___ Data provided ___

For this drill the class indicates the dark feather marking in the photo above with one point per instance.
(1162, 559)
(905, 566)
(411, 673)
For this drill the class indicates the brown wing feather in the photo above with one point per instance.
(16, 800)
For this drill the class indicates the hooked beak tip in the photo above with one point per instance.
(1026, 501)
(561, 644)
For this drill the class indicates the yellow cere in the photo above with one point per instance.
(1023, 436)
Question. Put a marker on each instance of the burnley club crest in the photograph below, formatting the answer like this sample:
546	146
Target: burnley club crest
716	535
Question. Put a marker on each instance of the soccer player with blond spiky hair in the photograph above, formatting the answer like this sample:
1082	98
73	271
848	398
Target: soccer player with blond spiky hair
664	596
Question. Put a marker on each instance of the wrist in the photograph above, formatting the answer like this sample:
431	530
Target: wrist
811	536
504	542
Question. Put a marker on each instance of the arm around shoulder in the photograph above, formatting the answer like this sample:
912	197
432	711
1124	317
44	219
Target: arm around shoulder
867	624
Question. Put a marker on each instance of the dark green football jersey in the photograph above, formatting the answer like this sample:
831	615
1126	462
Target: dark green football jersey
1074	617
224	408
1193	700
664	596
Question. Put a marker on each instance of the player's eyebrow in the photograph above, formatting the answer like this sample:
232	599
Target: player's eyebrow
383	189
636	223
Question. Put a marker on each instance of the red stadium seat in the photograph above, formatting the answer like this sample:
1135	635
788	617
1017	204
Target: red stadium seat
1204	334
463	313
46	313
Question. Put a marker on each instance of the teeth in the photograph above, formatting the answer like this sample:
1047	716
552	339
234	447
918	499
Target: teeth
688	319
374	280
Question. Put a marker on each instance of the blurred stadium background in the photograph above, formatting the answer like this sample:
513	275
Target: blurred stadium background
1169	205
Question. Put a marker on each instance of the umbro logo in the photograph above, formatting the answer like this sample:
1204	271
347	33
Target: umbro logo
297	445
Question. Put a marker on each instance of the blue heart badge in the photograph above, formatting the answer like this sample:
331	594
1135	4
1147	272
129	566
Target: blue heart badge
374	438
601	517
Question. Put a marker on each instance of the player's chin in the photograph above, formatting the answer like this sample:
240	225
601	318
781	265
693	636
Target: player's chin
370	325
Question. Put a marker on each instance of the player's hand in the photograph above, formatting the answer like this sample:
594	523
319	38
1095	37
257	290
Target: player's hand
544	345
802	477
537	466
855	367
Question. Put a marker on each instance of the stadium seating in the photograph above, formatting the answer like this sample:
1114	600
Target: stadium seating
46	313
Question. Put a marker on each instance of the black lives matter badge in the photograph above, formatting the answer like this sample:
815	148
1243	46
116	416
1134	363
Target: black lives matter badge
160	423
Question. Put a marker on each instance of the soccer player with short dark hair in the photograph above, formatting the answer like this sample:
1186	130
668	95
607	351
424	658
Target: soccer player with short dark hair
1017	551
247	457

___

* **Exercise description**: Present the material above as a Markdown table with the columns Row and Text, giving each line its own numbered row and omitting blank lines.

* **Task result**:
| Row | Text |
|---|---|
| 1 | For this drill the class indicates the dark feather marking in the photo above with one point per instance. |
| 2 | (1162, 559) |
| 3 | (905, 566) |
| 4 | (411, 673) |
| 5 | For this drill the class indicates the brown wing feather in the photo above with one point per instance. |
| 6 | (16, 800) |
| 7 | For this drill the class indicates the hooked beak tip in the photo above with one point per instance. |
| 8 | (1026, 501) |
| 9 | (561, 644) |
| 10 | For this drill the class indicates the yellow cere in the photo above with one point per instance. |
| 11 | (1023, 436) |
| 12 | Question. Put a marker on each instance of the burnley club crest in the photograph below, formatting the answer like this sample: |
| 13 | 546	146 |
| 14 | Target: burnley club crest |
| 15 | 716	535 |
| 16 | Question. Put a marker on each instance of the soccer player with blond spiky hair in the photograph above, formatting the answer like this sample: |
| 17 | 1082	98 |
| 18 | 73	271 |
| 19 | 848	398 |
| 20 | Target: soccer player with blond spiky hair |
| 21 | 664	596 |
| 22 | Question. Put a marker on each instance of the wrist in the photograph above, formatting the answer like this sample: |
| 23 | 431	530 |
| 24 | Target: wrist |
| 25 | 811	536 |
| 26 | 504	542 |
| 27 | Question. Put a marker on each instance of the arm around shoulder in the photograph above, formatting the answer like this sample: |
| 28 | 912	197 |
| 29 | 432	711 |
| 30 | 1124	317 |
| 31 | 44	219 |
| 32 | Target: arm around shoulder |
| 33 | 867	624 |
| 34 | Question. Put a marker on each instance of the dark green football jersey in the photograph above, formatting the answer like this sample: |
| 35 | 831	615 |
| 36 | 1126	462 |
| 37 | Target: dark green football jersey |
| 38 | 1074	617 |
| 39 | 224	408 |
| 40 | 1193	700 |
| 41 | 664	596 |
| 42 | Question. Put a marker on each instance of the player's eyebrow in the photograph above, formatting the answer like this sample: |
| 43 | 232	599 |
| 44 | Target: player's eyebrow |
| 45 | 383	189 |
| 46 | 636	223 |
| 47 | Question. Put a marker on each instance of the red stadium seat in the photograph above, formatting the answer like this sample: |
| 48 | 1135	635 |
| 49 | 788	617 |
| 50 | 1017	204 |
| 51 | Target: red stadium seat |
| 52 | 1204	334 |
| 53 | 463	313 |
| 54 | 46	313 |
| 55 | Question. Put a marker on each instance of the teeth in the photograph above, formatting the answer like this sample: |
| 56 | 1047	716 |
| 57 | 552	339 |
| 58 | 234	447 |
| 59 | 918	499 |
| 60 | Target: teeth |
| 61 | 688	319 |
| 62 | 374	280 |
| 63 | Question. Put a marker on each instance of the blurred stadium background in the photograph above, formatting the answer like this sample: |
| 64 | 513	275 |
| 65 | Target: blurred stadium background |
| 66 | 1169	205 |
| 67 | Question. Put a marker on each instance of the umbro logo in the photograph above, formatting the answer like this sample: |
| 68 | 1204	271 |
| 69 | 347	33 |
| 70 | Target: umbro logo |
| 71 | 297	445 |
| 72 | Question. Put a marker on each instance of the blue heart badge in the photograph above, formatting the answer like this sample: |
| 73 | 331	594 |
| 74 | 1135	4 |
| 75 | 1147	272 |
| 76 | 129	566 |
| 77 | Target: blue heart badge |
| 78 | 374	438 |
| 79 | 601	517 |
| 80 | Question. Put a marker on each instance of the player's chin in the photograph above, formatting the answer like this sample: |
| 81 | 240	225 |
| 82 | 601	318 |
| 83 | 781	265 |
| 84 | 693	636 |
| 85 | Target: player's chin |
| 86 | 370	325 |
| 87 | Question. Put a marker on each instance of the player's hand in the photograph above, formatting the answer like this sample: |
| 88 | 594	523 |
| 89 | 319	38 |
| 90 | 1095	37 |
| 91 | 257	290 |
| 92 | Target: player's hand |
| 93 | 544	345 |
| 94 | 802	477 |
| 95 | 537	466 |
| 96 | 855	367 |
| 97 | Question. Put a marker on each instance of the stadium seating in the photograph above, formatting the answer like this sample: |
| 98 | 1114	600 |
| 99 | Target: stadium seating |
| 100 | 46	313 |
| 101 | Question. Put a marker on each instance of the black lives matter badge in the photograph above, formatting the answer like this sample: |
| 102 | 815	148 |
| 103 | 1243	46 |
| 104 | 116	416 |
| 105 | 1134	363 |
| 106 | Target: black lives matter badge |
| 107 | 160	423 |
| 108 | Question. Put a marker on each instance of the soccer player with short dark hair in the photograph above, formatting the answer like this sample: |
| 109 | 1186	130 |
| 110 | 668	95 |
| 111 | 607	351 |
| 112 | 424	658 |
| 113 | Target: soccer player with short dark hair |
| 114 | 1017	551 |
| 115 | 247	457 |